Lines of the records that hold the word "positive" are to be counted; give the number and nothing more.

• Available data:

'''

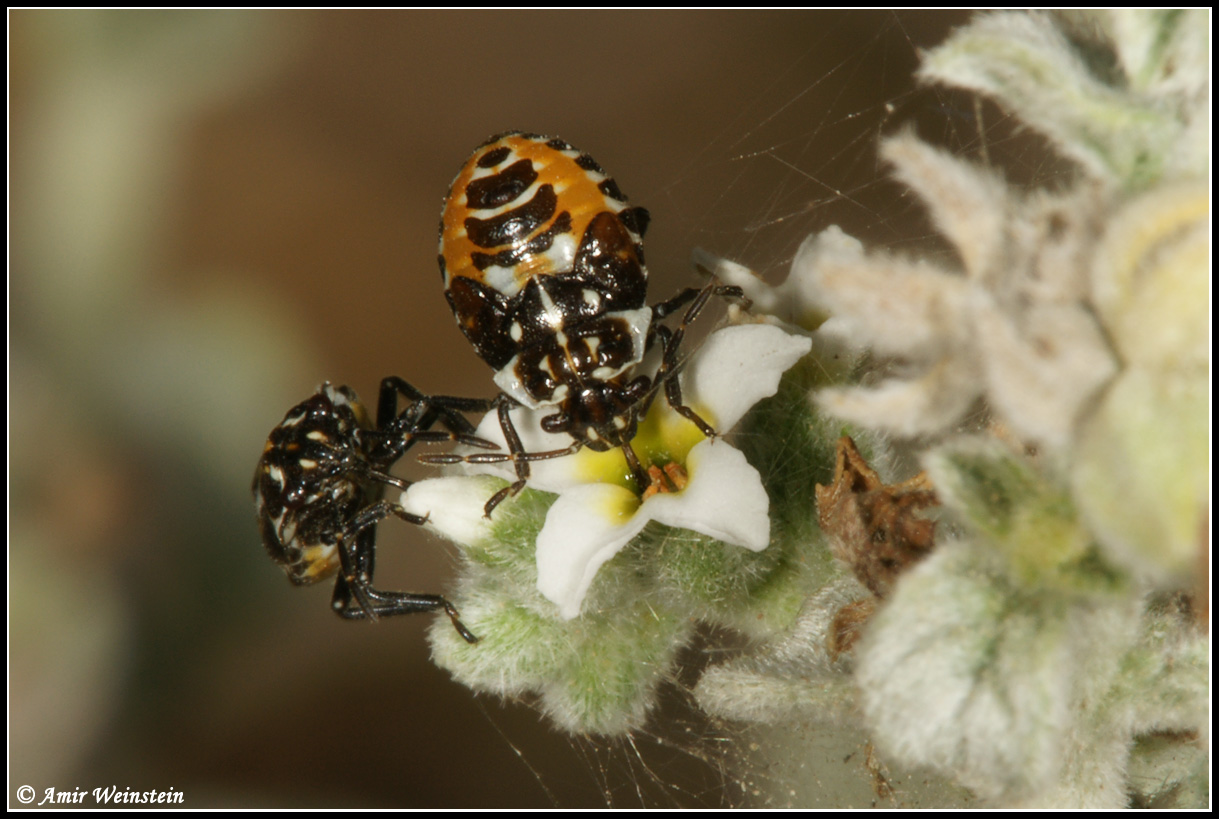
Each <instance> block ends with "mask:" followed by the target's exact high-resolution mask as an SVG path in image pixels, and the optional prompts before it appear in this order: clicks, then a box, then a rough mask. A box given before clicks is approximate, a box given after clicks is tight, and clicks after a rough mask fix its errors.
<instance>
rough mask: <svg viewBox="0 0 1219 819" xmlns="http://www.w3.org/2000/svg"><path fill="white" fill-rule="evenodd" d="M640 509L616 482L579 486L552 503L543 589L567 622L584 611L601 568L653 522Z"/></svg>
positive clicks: (546, 596) (542, 567) (538, 582)
mask: <svg viewBox="0 0 1219 819" xmlns="http://www.w3.org/2000/svg"><path fill="white" fill-rule="evenodd" d="M639 508H640V506H639V498H638V497H636V496H635V494H634V492H631V491H630V490H628V489H623V488H622V486H618V485H614V484H585V485H583V486H574V488H572V489H568V490H567V491H564V492H563V494H562V495H560V496H558V500H557V501H555V503H553V506H551V507H550V511H549V512H547V513H546V523H545V524H544V525H542V529H541V533H540V534H539V535H538V591H540V592H541V594H542V596H545V597H546V598H547V600H550V601H551V602H553V603H555V605H556V606H558V613H560V615H561V617H562V618H563V619H564V620H570V619H572V618H574V617H578V615H579V613H580V606H581V605H583V603H584V595H585V594H588V591H589V586H590V585H592V578H595V576H596V574H597V569H600V568H601V567H602V566H603V564H605V563H606V561H608V559H609V558H611V557H613V556H614V555H617V553H618V552H619V551H620V550H622V547H623V546H625V545H627V544H629V542H630V539H631V537H634V536H635V535H638V534H639V533H640V531H642V529H644V527H646V525H647V520H649V518H647V517H645V516H644V514H639V513H638V512H636V511H638V509H639Z"/></svg>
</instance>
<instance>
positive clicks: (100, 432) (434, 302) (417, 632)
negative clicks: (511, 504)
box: [9, 11, 976, 808]
mask: <svg viewBox="0 0 1219 819" xmlns="http://www.w3.org/2000/svg"><path fill="white" fill-rule="evenodd" d="M963 18H964V16H963V15H961V13H933V12H926V13H904V12H903V13H896V15H895V13H884V12H874V13H870V12H869V13H864V12H766V13H753V12H655V13H651V12H649V13H644V12H497V11H478V12H419V13H416V12H351V13H338V12H321V13H317V12H296V13H279V12H272V13H256V12H57V11H16V12H11V13H10V37H11V41H10V46H11V63H10V69H11V76H10V83H11V84H10V95H11V107H10V112H11V130H10V138H11V154H10V162H11V183H10V184H11V193H10V206H11V210H10V230H11V249H10V254H11V255H10V300H11V301H10V345H11V346H10V390H11V391H10V396H11V399H10V530H9V535H10V562H9V569H10V575H9V578H10V603H9V614H10V626H9V628H10V635H9V636H10V702H9V706H10V771H9V773H10V784H11V787H12V791H13V792H12V793H10V797H9V798H10V806H13V807H16V806H17V804H18V802H17V801H16V789H17V787H18V786H20V785H29V786H32V787H34V789H35V791H37V792H38V795H39V798H41V793H43V791H44V790H45V789H48V787H56V789H66V790H71V789H74V787H82V789H85V790H91V789H93V787H98V786H111V785H113V786H118V787H119V789H123V787H130V789H133V790H150V789H156V790H168V789H171V787H173V789H176V790H178V791H182V792H184V795H185V800H187V801H185V806H187V807H194V808H200V807H215V806H221V807H224V806H228V807H236V806H246V807H295V806H330V807H523V806H542V807H545V806H551V804H560V806H562V807H595V806H603V804H606V803H607V802H609V803H613V804H617V806H622V807H631V806H636V807H638V806H640V804H645V806H652V804H683V806H694V804H712V806H717V804H729V803H731V801H733V798H734V795H733V792H731V790H733V789H730V787H728V786H727V785H725V784H724V782H723V781H722V780H720V778H719V775H718V774H717V771H714V770H713V769H712V767H711V765H707V764H706V763H703V762H701V761H698V759H697V758H696V757H697V756H700V754H698V753H694V754H688V753H681V752H678V751H672V750H668V748H667V747H651V748H650V750H649V751H647V757H646V758H647V763H649V764H650V765H652V767H653V770H656V771H658V780H659V784H661V785H659V787H657V785H656V784H655V782H649V775H646V774H644V773H642V768H641V763H640V761H639V759H635V758H634V752H630V753H627V752H625V751H622V750H620V748H619V743H613V742H603V741H589V740H569V739H568V737H564V736H561V735H558V734H556V732H555V731H552V730H551V729H550V728H549V726H546V725H545V724H541V723H540V722H539V718H538V717H536V715H535V714H534V713H533V712H530V711H529V709H528V708H525V707H522V706H507V707H505V706H502V704H500V703H497V702H495V701H489V700H485V698H484V700H477V698H475V697H474V696H473V695H471V692H469V691H467V690H464V689H462V687H461V686H458V685H456V684H455V683H452V681H451V680H449V679H447V676H446V674H444V673H442V672H440V670H438V669H436V668H434V667H433V665H432V664H430V663H429V662H428V647H427V644H425V642H424V639H423V628H424V625H425V618H401V619H399V620H390V622H384V623H380V624H378V625H375V626H369V625H366V624H349V623H343V622H340V620H339V619H338V618H334V617H333V615H330V614H329V613H328V611H327V602H328V598H329V590H328V589H308V590H300V589H293V587H290V586H289V584H288V581H286V580H285V579H284V578H283V575H282V573H280V572H279V570H278V569H277V568H275V567H274V566H272V563H271V562H269V561H268V559H267V558H266V556H265V555H263V552H262V548H261V546H260V544H258V536H257V533H256V530H255V525H254V518H252V503H251V501H250V496H249V483H250V475H251V474H252V469H254V464H255V461H256V459H257V456H258V453H260V451H261V446H262V442H263V440H265V438H266V435H267V433H268V431H269V430H271V428H272V427H274V425H275V424H277V423H278V422H279V420H280V418H282V417H283V414H284V412H285V411H286V410H288V408H289V407H290V406H291V405H293V403H295V402H296V401H299V400H301V399H304V397H305V396H307V395H308V394H311V391H312V390H313V388H315V386H316V385H317V384H318V383H319V381H322V380H323V379H329V380H333V381H338V383H345V384H350V385H352V386H355V388H356V389H357V390H358V391H360V392H361V394H362V395H363V396H364V397H366V399H368V400H372V399H374V396H375V389H377V384H378V381H379V379H380V378H382V377H383V375H388V374H397V375H401V377H403V378H407V379H408V380H411V381H412V383H414V384H416V385H418V386H421V388H422V389H424V390H427V391H434V392H451V394H458V395H472V396H484V395H490V391H491V380H490V371H489V369H488V367H486V366H485V364H484V363H483V362H482V361H479V360H478V358H477V356H475V355H474V352H473V350H472V349H471V347H469V345H468V344H467V342H466V341H464V339H463V338H462V336H461V334H460V333H458V332H457V328H456V325H455V324H453V321H452V317H451V314H450V312H449V308H447V306H446V303H445V300H444V296H442V295H441V285H440V277H439V274H438V269H436V262H435V254H436V222H438V218H439V210H440V199H441V196H442V195H444V194H445V191H446V188H447V184H449V182H450V180H451V178H452V176H453V174H455V173H456V171H457V168H458V166H460V165H461V163H462V161H463V160H464V158H466V156H467V155H468V152H469V151H471V150H472V149H473V147H474V146H475V145H477V144H479V143H480V141H482V140H483V139H484V138H486V137H488V135H490V134H492V133H497V132H501V130H506V129H513V128H521V129H527V130H534V132H539V133H546V134H556V135H561V137H563V138H564V139H567V140H568V141H570V143H573V144H574V145H577V146H578V147H580V149H583V150H585V151H588V152H590V154H592V156H595V157H596V158H597V161H599V162H600V163H601V165H602V166H603V167H606V168H607V169H608V172H609V173H611V174H613V176H614V177H616V178H617V180H618V182H619V184H620V186H622V189H623V190H624V191H625V193H627V194H628V195H629V196H630V197H631V201H633V202H634V204H639V205H644V206H646V207H647V208H650V210H651V212H652V227H651V230H650V233H649V241H647V261H649V266H650V268H651V272H652V277H653V294H655V295H656V297H662V296H664V295H668V294H670V293H673V291H674V290H675V289H677V288H679V286H686V285H689V284H691V283H692V282H694V280H695V279H694V274H692V273H691V272H690V267H689V262H688V260H689V254H690V249H691V247H694V246H696V245H700V246H705V247H707V249H709V250H712V251H716V252H719V254H722V255H725V256H730V257H733V258H735V260H737V261H741V262H745V263H747V264H751V266H753V267H755V268H756V269H758V271H759V272H762V273H764V274H767V275H768V277H769V278H772V280H774V279H775V278H777V277H778V278H781V277H783V275H784V274H785V267H786V263H787V262H789V261H790V258H791V255H792V254H794V251H795V249H796V247H797V246H798V243H800V241H801V240H802V239H803V238H805V236H806V235H808V234H809V233H811V232H813V230H818V229H822V228H824V227H826V225H828V224H833V223H839V224H842V225H844V228H846V229H847V230H848V232H851V233H855V234H856V235H859V236H861V238H865V239H872V240H880V241H884V243H886V244H901V243H903V241H908V240H912V239H917V238H919V234H920V233H923V232H924V230H925V224H920V223H919V221H918V219H917V218H915V219H914V221H913V222H914V225H913V227H908V225H907V224H906V222H907V221H903V219H901V218H898V217H900V216H902V215H906V213H907V212H912V211H914V212H917V207H914V206H913V205H912V204H911V202H908V201H906V200H902V199H901V196H900V189H898V188H897V186H896V185H892V184H890V183H887V182H878V180H876V179H878V176H880V177H883V176H884V174H883V172H881V171H879V169H878V166H876V161H875V152H874V144H875V138H876V137H878V135H879V134H881V133H890V132H891V130H894V129H895V128H898V127H901V126H902V123H907V122H911V121H913V119H917V121H918V122H919V127H920V130H926V129H931V132H933V133H930V134H928V135H930V137H933V138H935V137H940V138H942V139H947V141H950V143H952V141H957V143H958V144H961V145H968V143H969V141H970V139H973V138H975V137H976V123H975V122H974V119H973V117H974V110H973V108H972V107H970V104H969V102H968V100H965V101H962V100H961V99H957V98H954V99H953V100H951V101H950V100H948V99H947V98H946V96H944V95H942V94H937V93H934V91H928V90H917V91H915V90H914V88H913V83H912V80H911V72H912V71H913V69H914V67H915V65H917V52H918V49H919V48H923V46H926V45H931V44H935V43H937V41H939V40H941V39H942V38H944V35H945V34H946V33H947V32H948V30H950V29H951V27H952V26H954V24H958V23H959V22H962V19H963ZM407 472H410V469H407ZM380 542H382V548H380V551H379V555H380V561H379V569H380V570H379V574H378V579H379V581H380V584H379V585H382V586H384V587H389V589H395V587H397V589H408V590H417V591H436V590H440V589H442V587H444V585H445V576H446V575H447V574H449V572H450V567H451V561H452V557H451V555H450V553H449V552H446V550H445V547H444V546H442V545H441V544H439V542H438V541H435V540H434V539H430V537H428V536H425V535H424V534H423V533H421V531H416V530H410V527H406V525H405V524H400V523H397V522H393V520H391V522H389V523H386V524H385V525H384V527H383V534H382V540H380ZM641 745H655V743H649V742H646V741H645V740H642V739H641ZM661 745H662V746H663V745H664V743H661ZM518 752H519V756H518ZM641 782H644V784H641ZM84 804H85V806H87V807H91V803H90V801H87V802H85V803H84Z"/></svg>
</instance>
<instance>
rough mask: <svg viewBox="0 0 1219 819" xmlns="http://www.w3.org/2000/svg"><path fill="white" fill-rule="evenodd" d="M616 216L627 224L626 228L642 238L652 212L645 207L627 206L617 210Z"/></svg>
mask: <svg viewBox="0 0 1219 819" xmlns="http://www.w3.org/2000/svg"><path fill="white" fill-rule="evenodd" d="M618 218H619V219H620V221H622V223H623V224H625V225H627V229H628V230H630V232H631V233H634V234H635V235H636V236H639V238H640V239H642V238H644V234H645V233H646V232H647V224H649V222H651V221H652V215H651V213H649V212H647V208H646V207H628V208H627V210H624V211H619V212H618ZM640 258H642V257H640Z"/></svg>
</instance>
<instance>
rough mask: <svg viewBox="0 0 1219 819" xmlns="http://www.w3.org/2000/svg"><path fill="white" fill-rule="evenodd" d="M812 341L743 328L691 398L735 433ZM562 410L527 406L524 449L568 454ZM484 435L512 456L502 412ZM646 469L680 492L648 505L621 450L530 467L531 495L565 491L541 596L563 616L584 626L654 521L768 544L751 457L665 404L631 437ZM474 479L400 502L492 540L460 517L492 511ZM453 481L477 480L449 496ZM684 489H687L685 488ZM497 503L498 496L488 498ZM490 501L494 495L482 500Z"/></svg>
mask: <svg viewBox="0 0 1219 819" xmlns="http://www.w3.org/2000/svg"><path fill="white" fill-rule="evenodd" d="M809 347H811V341H809V340H808V339H803V338H797V336H791V335H789V334H786V333H784V332H783V330H780V329H778V328H775V327H770V325H764V324H741V325H733V327H728V328H724V329H722V330H719V332H717V333H713V334H712V335H711V336H709V338H708V339H707V341H706V342H705V344H703V346H702V349H701V350H698V351H697V352H696V353H695V355H694V357H692V360H691V362H690V363H689V366H686V367H685V369H683V372H681V374H680V377H679V378H680V384H681V395H683V401H684V402H685V403H686V406H690V407H691V408H694V411H695V412H697V413H698V414H700V416H701V417H702V418H703V419H705V420H707V423H709V424H711V425H712V427H713V428H714V429H716V430H717V431H718V433H727V431H728V430H730V429H731V428H733V427H734V425H735V424H736V422H737V420H740V419H741V417H742V416H744V414H745V413H746V412H747V411H748V410H750V407H752V406H753V405H755V403H757V402H758V401H761V400H762V399H764V397H768V396H770V395H774V394H775V391H777V390H778V388H779V379H780V377H781V375H783V373H784V372H785V371H786V369H787V368H790V367H791V366H792V364H794V363H796V361H798V360H800V358H801V357H803V356H805V355H806V353H807V352H808V350H809ZM553 412H555V408H553V407H546V408H542V410H539V411H533V410H528V408H525V407H519V408H517V410H513V411H512V413H511V414H512V422H513V424H514V427H516V429H517V431H518V433H519V435H521V440H522V444H523V446H524V449H525V451H529V452H545V451H551V450H562V449H564V447H567V446H569V445H570V444H572V439H570V436H568V435H566V434H561V435H552V434H549V433H545V431H544V430H542V429H541V427H540V420H541V418H542V417H545V416H547V414H551V413H553ZM478 435H479V436H482V438H485V439H488V440H491V441H495V442H497V444H500V445H501V446H502V447H505V449H507V446H506V444H505V439H503V433H502V430H501V429H500V424H499V419H497V417H496V416H495V413H491V414H489V416H486V418H484V419H483V423H482V424H480V425H479V428H478ZM631 447H633V449H634V450H635V452H636V455H638V456H639V458H640V461H641V462H642V464H644V467H645V468H647V467H649V466H656V467H664V466H667V464H677V468H674V467H672V466H670V467H669V468H670V470H672V474H673V475H677V481H674V483H673V484H672V485H669V486H668V489H670V490H675V491H663V490H662V491H659V492H656V494H651V495H650V496H647V497H646V500H644V498H641V497H640V496H639V495H638V494H636V492H635V491H634V483H633V480H631V478H630V472H629V469H628V467H627V463H625V458H624V457H623V453H622V452H620V451H619V450H609V451H608V452H594V451H592V450H588V449H585V450H581V451H579V452H577V453H574V455H569V456H564V457H558V458H551V459H545V461H534V462H531V463H530V473H531V475H530V479H529V486H530V488H533V489H538V490H545V491H551V492H557V494H558V496H560V497H558V500H557V501H555V503H553V505H552V506H551V508H550V511H549V513H547V514H546V520H545V524H544V525H542V529H541V533H540V534H539V536H538V544H536V546H538V551H536V561H538V590H539V591H540V592H541V594H542V595H544V596H545V597H546V598H547V600H550V601H551V602H553V603H555V605H556V606H558V609H560V614H561V617H562V618H563V619H572V618H574V617H578V615H579V613H580V607H581V605H583V602H584V597H585V595H586V594H588V590H589V586H590V585H591V584H592V580H594V578H595V576H596V573H597V569H600V568H601V566H603V564H605V563H606V561H608V559H609V558H612V557H613V556H614V555H617V553H618V552H619V551H620V550H622V548H623V546H625V545H627V544H628V542H630V540H631V539H633V537H634V536H635V535H638V534H639V533H640V531H642V529H644V527H646V525H647V523H649V522H650V520H656V522H658V523H662V524H666V525H669V527H675V528H681V529H689V530H691V531H697V533H700V534H705V535H709V536H712V537H716V539H717V540H720V541H724V542H727V544H733V545H736V546H744V547H745V548H750V550H753V551H762V550H763V548H766V547H767V545H768V544H769V540H770V520H769V517H768V513H769V500H768V497H767V494H766V489H764V488H763V486H762V478H761V475H758V473H757V470H756V469H755V468H753V467H751V466H750V464H748V462H746V459H745V456H744V455H742V453H741V452H740V451H739V450H736V449H734V447H733V446H731V445H729V444H728V442H725V441H723V440H707V439H705V438H703V435H702V433H701V431H698V428H697V427H695V425H694V423H691V422H690V420H688V419H686V418H683V417H681V416H679V414H677V413H675V412H674V411H673V410H672V408H670V407H669V406H668V402H667V401H666V400H664V396H663V395H658V396H657V397H656V400H655V401H653V403H652V407H651V410H650V411H649V414H647V417H646V418H644V419H641V420H640V424H639V431H638V433H636V435H635V438H634V439H631ZM466 469H467V472H471V473H477V474H489V475H496V477H500V478H505V479H507V480H513V479H514V478H516V473H514V470H513V468H512V464H511V463H502V464H472V466H467V467H466ZM472 480H474V479H472V478H469V477H464V478H438V479H432V480H423V481H419V483H417V484H414V485H413V486H412V488H411V489H410V490H407V491H406V492H403V495H402V506H403V507H405V508H406V509H407V511H410V512H413V513H416V514H428V516H429V525H433V527H434V528H435V529H438V530H439V531H440V534H445V535H447V536H452V535H453V534H456V533H469V534H473V535H477V534H479V533H480V531H484V529H480V528H479V525H478V524H474V523H473V522H455V520H453V519H452V518H455V517H456V518H469V517H471V516H475V514H478V516H480V514H482V507H480V506H475V505H473V503H469V502H456V501H455V502H449V500H450V498H457V501H460V500H461V498H464V497H466V496H467V492H466V491H464V490H466V489H468V488H469V486H472V484H471V483H468V481H472ZM451 481H467V483H463V484H462V486H461V488H460V489H461V490H462V491H457V490H456V489H453V490H450V489H447V486H449V485H452V486H456V484H451ZM683 481H684V485H683ZM488 497H489V495H488ZM484 500H485V498H484Z"/></svg>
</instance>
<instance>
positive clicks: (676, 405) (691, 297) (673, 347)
mask: <svg viewBox="0 0 1219 819" xmlns="http://www.w3.org/2000/svg"><path fill="white" fill-rule="evenodd" d="M712 296H720V297H723V299H745V293H744V291H742V290H741V289H740V288H737V286H733V285H720V284H716V283H714V282H712V283H711V284H708V285H707V286H705V288H702V289H701V290H695V289H694V288H690V289H686V290H683V291H681V293H679V294H678V295H675V296H673V297H672V299H669V300H667V301H662V302H661V303H658V305H656V306H655V307H652V316H653V318H655V319H659V318H664V317H666V316H668V314H669V313H672V312H673V311H675V310H678V308H679V307H681V306H683V305H685V303H689V305H690V306H689V307H688V308H686V312H685V314H684V316H683V317H681V323H680V324H678V329H677V330H673V332H670V330H669V329H668V328H667V327H664V325H663V324H655V323H653V325H652V330H651V333H652V334H653V339H655V340H658V341H659V342H661V349H662V350H663V353H662V356H661V366H659V368H658V369H657V371H656V384H657V385H659V384H663V385H664V397H666V400H667V401H668V402H669V406H670V407H673V410H674V412H677V413H678V414H680V416H683V417H684V418H688V419H690V422H691V423H694V424H695V425H696V427H697V428H698V430H700V431H701V433H702V434H703V435H706V436H707V438H716V430H714V429H713V428H712V425H711V424H708V423H707V422H706V420H703V419H702V418H701V417H698V413H696V412H695V411H694V410H691V408H690V407H688V406H685V403H683V400H681V383H680V380H678V377H677V375H678V373H677V371H678V369H679V367H678V364H679V362H678V350H679V347H680V346H681V341H683V340H684V339H685V330H686V327H688V325H689V324H691V323H692V322H694V319H695V318H697V317H698V313H701V312H702V308H703V307H706V306H707V301H708V300H709V299H711V297H712ZM645 411H646V406H645Z"/></svg>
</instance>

'''

• Answer box:
3